> [WORK REQUEST]: Transcribe the data below exactly, but only from the line containing "Expected output: a single point for each instance of the clasped" through its final line, both included.

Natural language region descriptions
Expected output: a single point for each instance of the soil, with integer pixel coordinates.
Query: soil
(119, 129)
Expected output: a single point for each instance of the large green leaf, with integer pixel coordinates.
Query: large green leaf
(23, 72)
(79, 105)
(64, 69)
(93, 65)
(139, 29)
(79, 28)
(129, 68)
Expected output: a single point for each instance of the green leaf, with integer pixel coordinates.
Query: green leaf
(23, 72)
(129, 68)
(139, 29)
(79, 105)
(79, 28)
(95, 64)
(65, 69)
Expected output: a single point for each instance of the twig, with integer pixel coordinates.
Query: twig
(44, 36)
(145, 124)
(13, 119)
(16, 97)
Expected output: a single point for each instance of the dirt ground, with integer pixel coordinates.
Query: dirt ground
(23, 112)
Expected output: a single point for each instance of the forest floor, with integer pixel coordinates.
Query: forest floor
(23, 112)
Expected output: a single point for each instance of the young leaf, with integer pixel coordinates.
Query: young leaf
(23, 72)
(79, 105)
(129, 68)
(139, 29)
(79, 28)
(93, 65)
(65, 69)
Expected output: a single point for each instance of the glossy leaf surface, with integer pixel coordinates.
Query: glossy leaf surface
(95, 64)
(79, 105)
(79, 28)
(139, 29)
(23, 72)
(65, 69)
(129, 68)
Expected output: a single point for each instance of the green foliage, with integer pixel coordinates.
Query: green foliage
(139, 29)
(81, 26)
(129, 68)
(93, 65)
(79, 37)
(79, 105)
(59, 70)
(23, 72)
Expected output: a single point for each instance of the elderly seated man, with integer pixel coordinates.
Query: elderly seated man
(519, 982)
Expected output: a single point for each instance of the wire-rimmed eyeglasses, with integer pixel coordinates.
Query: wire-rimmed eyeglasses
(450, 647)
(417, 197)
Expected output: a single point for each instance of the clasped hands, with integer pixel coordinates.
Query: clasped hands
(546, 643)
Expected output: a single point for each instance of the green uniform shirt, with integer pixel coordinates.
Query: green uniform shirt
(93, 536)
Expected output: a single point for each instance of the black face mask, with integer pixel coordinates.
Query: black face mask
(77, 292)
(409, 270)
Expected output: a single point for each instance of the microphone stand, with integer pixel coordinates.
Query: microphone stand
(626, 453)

> [ANSWER TO THIS TASK]:
Expected output: a single point for each instance of the clasped hands, with integer pixel coordinates.
Query: clasped hands
(546, 643)
Expected output: a single point for each instance of the green uniform shirt, with integer pixel coordinates.
Query: green uniform shirt
(93, 536)
Expected output: a single point for each instance of the black face mask, with integer pixel coordinates.
Query: black face mask
(77, 292)
(409, 270)
Expected output: a single point for each instance of the microphone stand, with integer pixel coordinates.
Query: microphone stand
(626, 453)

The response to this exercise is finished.